*** Opening of Entries provided ***

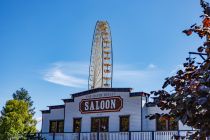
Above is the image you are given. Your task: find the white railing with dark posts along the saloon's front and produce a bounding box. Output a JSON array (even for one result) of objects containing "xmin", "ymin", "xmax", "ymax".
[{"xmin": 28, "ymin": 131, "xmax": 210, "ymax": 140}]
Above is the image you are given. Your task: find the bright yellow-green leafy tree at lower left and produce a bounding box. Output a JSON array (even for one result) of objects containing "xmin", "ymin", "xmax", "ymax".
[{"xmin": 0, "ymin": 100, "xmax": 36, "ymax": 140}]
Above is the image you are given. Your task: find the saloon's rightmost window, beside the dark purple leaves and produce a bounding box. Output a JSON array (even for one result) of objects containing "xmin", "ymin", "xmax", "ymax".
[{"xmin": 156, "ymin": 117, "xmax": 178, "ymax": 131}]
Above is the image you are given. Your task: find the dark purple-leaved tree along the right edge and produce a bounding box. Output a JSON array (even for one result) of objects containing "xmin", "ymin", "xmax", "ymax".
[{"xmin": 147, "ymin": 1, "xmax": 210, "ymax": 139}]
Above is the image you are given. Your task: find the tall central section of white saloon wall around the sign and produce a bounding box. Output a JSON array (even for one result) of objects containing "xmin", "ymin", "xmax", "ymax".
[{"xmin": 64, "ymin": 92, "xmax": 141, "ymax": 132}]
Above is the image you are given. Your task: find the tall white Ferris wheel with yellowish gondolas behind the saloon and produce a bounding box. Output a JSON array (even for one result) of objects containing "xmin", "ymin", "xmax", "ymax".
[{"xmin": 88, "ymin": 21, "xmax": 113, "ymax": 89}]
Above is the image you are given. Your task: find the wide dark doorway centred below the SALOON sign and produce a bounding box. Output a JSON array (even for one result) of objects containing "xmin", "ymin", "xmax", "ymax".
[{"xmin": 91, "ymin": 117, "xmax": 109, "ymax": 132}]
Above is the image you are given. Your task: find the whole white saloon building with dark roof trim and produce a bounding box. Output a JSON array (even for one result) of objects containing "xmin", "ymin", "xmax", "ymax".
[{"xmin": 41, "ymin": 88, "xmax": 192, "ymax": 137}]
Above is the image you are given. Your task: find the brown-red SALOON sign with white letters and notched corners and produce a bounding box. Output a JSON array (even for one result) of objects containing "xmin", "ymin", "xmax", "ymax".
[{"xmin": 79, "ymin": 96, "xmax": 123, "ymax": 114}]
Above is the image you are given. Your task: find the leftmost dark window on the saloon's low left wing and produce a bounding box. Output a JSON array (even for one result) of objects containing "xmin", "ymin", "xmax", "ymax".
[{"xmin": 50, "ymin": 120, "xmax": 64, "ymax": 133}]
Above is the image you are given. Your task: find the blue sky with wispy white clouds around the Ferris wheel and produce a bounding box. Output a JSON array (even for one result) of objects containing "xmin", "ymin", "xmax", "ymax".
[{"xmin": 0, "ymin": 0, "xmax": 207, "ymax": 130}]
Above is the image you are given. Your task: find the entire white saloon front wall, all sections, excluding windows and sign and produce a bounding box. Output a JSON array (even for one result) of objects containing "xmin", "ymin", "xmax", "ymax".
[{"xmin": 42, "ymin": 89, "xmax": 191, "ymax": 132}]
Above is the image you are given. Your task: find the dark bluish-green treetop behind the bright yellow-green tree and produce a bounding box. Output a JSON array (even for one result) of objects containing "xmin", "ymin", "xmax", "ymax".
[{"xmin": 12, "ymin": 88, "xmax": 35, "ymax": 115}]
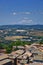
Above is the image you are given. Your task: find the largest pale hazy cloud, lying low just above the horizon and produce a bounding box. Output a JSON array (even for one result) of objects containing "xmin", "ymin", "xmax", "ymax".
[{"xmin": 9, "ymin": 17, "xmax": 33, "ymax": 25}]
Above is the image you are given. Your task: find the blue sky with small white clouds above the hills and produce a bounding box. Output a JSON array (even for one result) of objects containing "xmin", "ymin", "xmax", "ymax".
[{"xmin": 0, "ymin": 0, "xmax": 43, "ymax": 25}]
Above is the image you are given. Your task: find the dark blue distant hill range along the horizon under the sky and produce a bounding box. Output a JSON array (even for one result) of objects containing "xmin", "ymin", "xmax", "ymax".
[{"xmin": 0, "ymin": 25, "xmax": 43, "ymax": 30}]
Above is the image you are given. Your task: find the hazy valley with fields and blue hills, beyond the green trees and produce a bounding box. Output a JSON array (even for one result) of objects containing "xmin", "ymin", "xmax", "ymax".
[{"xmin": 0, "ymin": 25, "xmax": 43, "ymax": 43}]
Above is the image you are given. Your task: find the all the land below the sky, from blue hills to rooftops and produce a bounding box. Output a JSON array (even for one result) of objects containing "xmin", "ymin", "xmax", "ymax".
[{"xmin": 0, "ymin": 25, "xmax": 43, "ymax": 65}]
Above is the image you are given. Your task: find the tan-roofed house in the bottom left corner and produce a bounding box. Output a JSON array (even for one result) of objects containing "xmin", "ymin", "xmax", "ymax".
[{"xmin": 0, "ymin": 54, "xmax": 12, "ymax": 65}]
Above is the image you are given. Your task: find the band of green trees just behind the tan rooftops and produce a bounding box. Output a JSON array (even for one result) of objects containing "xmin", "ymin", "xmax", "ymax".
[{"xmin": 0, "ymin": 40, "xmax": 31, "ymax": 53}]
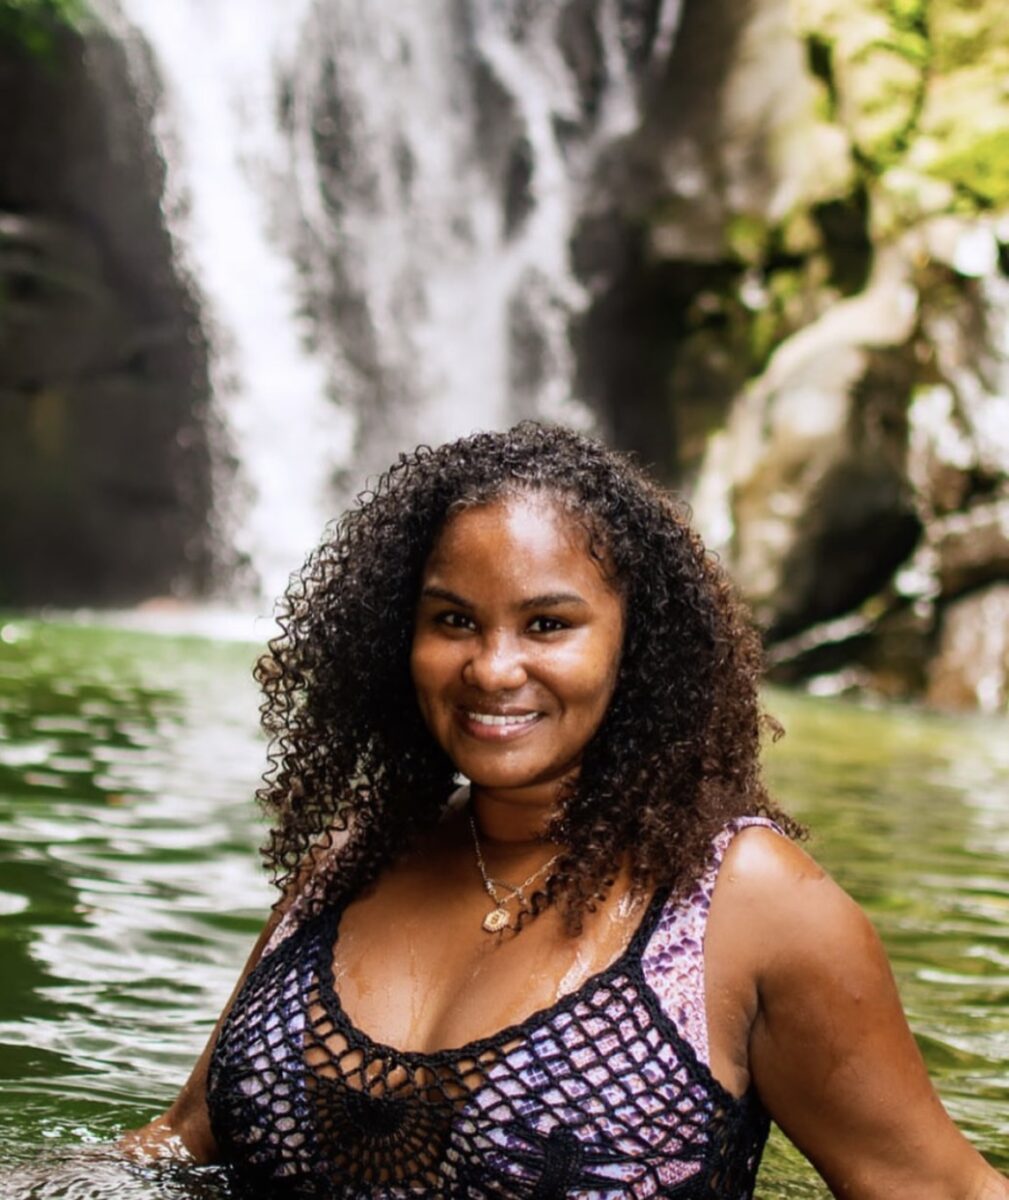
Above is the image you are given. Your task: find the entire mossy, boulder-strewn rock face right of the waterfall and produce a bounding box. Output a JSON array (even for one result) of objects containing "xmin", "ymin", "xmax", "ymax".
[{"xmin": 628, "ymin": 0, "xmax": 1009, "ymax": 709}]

*** Close of Entries provided ***

» The task
Omit the pictures; set down each record exactly.

» Expected answer
Above is the image you are given. Your task: find the white railing with dark posts along the saloon's front and produce a bounding box. Output a JSON array (even for one result) of objects containing "xmin", "ymin", "xmax", "ymax".
[{"xmin": 28, "ymin": 131, "xmax": 210, "ymax": 140}]
Above is the image you are given. Your task: find the bright yellow-green leafy tree at lower left and produce a bounding box. Output a JSON array (even for one result) of objects containing "xmin", "ymin", "xmax", "ymax".
[{"xmin": 0, "ymin": 100, "xmax": 36, "ymax": 140}]
Above is the image you are given. Your task: find the saloon's rightmost window, beside the dark purple leaves and produce a bounding box. Output a JSON array (even for one result) of objects containing "xmin", "ymin", "xmax", "ymax".
[{"xmin": 156, "ymin": 117, "xmax": 178, "ymax": 131}]
Above is the image you are given. Your task: find the dark purple-leaved tree along the right edge and produce a bounding box. Output a JSON array (even for one result) of objects containing "xmin", "ymin", "xmax", "ymax".
[{"xmin": 147, "ymin": 1, "xmax": 210, "ymax": 139}]
Above is the image you are given. Your task: find the tall central section of white saloon wall around the sign and produce a bounding box. Output a JSON array (even for one result) of objects containing "xmin", "ymin", "xmax", "ymax".
[{"xmin": 64, "ymin": 92, "xmax": 141, "ymax": 132}]
Above is the image you are given. Your task: find the tall white Ferris wheel with yellowish gondolas behind the saloon and produce a bounding box. Output a JSON array (even for one result) of objects containing "xmin", "ymin", "xmax", "ymax".
[{"xmin": 88, "ymin": 21, "xmax": 113, "ymax": 89}]
Above is the image you are given. Your task: find the wide dark doorway centred below the SALOON sign and produce a bounding box. Output a JSON array (even for one result) of objects containing "xmin", "ymin", "xmax", "ymax".
[{"xmin": 91, "ymin": 117, "xmax": 109, "ymax": 132}]
Above is the image you are given. Your task: find the whole white saloon building with dark roof trim and produce a bounding box. Output a JSON array (even for one result) of objects containing "xmin", "ymin", "xmax", "ymax".
[{"xmin": 41, "ymin": 88, "xmax": 192, "ymax": 137}]
Above is the image you are given. Your task: find the brown-red SALOON sign with white letters and notched corners and produce a bounding box. Output a JSON array (even for one result) of objects containing "xmin", "ymin", "xmax", "ymax".
[{"xmin": 79, "ymin": 96, "xmax": 123, "ymax": 114}]
Above is the image you are given. Your task: find the leftmost dark window on the saloon's low left wing and produce a bounding box. Output a JSON array (even for one result) of objects containing "xmin", "ymin", "xmax", "ymax".
[{"xmin": 50, "ymin": 120, "xmax": 64, "ymax": 133}]
Above is the image you are given. Your task: find the blue sky with wispy white clouds around the Ferris wheel and produce a bounding box. Output a JSON array (even for one result) of objects containing "xmin", "ymin", "xmax", "ymax".
[{"xmin": 0, "ymin": 0, "xmax": 207, "ymax": 130}]
Above is the image you are given. Your task: find the entire white saloon front wall, all sections, excluding windows and sign and produce a bounding box. Output a JSON array (even for one result) of objects containing "xmin", "ymin", "xmax", "ymax".
[{"xmin": 42, "ymin": 89, "xmax": 191, "ymax": 132}]
Above is the image you are given. Your task: find the dark bluish-green treetop behind the bright yellow-green tree and produce a bounding box. Output a JSON array (even for one result) of objects containing "xmin", "ymin", "xmax", "ymax".
[{"xmin": 12, "ymin": 88, "xmax": 35, "ymax": 115}]
Above is the image you are given. Your task: find the largest pale hazy cloud, lying low just above the horizon and produce a bounding box. Output a JSON array (even for one result) of objects containing "xmin", "ymin", "xmax", "ymax".
[{"xmin": 9, "ymin": 17, "xmax": 33, "ymax": 25}]
Above is the image you are given. Your task: find the blue sky with small white clouds above the hills and produce a bounding box. Output a JSON array (even for one result) of objects containing "xmin", "ymin", "xmax", "ymax".
[{"xmin": 0, "ymin": 0, "xmax": 43, "ymax": 25}]
Above is the image you are given. Your task: find the dark blue distant hill range along the horizon under the sky and produce a bounding box. Output a JSON array (even for one result) of objects containing "xmin", "ymin", "xmax", "ymax".
[{"xmin": 0, "ymin": 25, "xmax": 43, "ymax": 30}]
Above is the image you are given. Your task: find the hazy valley with fields and blue hills, beyond the green trees and produce a bounding box. Output a JSON array (even for one result) of objects containing "xmin", "ymin", "xmax", "ymax".
[{"xmin": 0, "ymin": 25, "xmax": 43, "ymax": 43}]
Above is the image you are given. Your task: find the all the land below the sky, from blue hills to rooftops and produce a bounding box. Output a JSON array (even for one result) of objects containing "xmin", "ymin", "xmax", "ymax".
[{"xmin": 0, "ymin": 25, "xmax": 43, "ymax": 65}]
Above is the image you are given. Your task: find the tan-roofed house in the bottom left corner and produce a bounding box. Output a JSON array (even for one result) of objects containing "xmin", "ymin", "xmax", "ymax".
[{"xmin": 0, "ymin": 54, "xmax": 12, "ymax": 65}]
Above is the image you are given. Your task: find the band of green trees just behind the tan rooftops and produce a bounding box. Output a JSON array (even for one result) of objects containing "xmin", "ymin", "xmax", "ymax".
[{"xmin": 0, "ymin": 40, "xmax": 31, "ymax": 53}]
Above is the image you are given. Your task: find the entire mossy, boulder-strewn rock face right of the waterfall and produce a bounding box. Output a JSON array (even for one result) of objects containing "xmin", "ymin", "xmax", "ymax".
[{"xmin": 628, "ymin": 0, "xmax": 1009, "ymax": 709}]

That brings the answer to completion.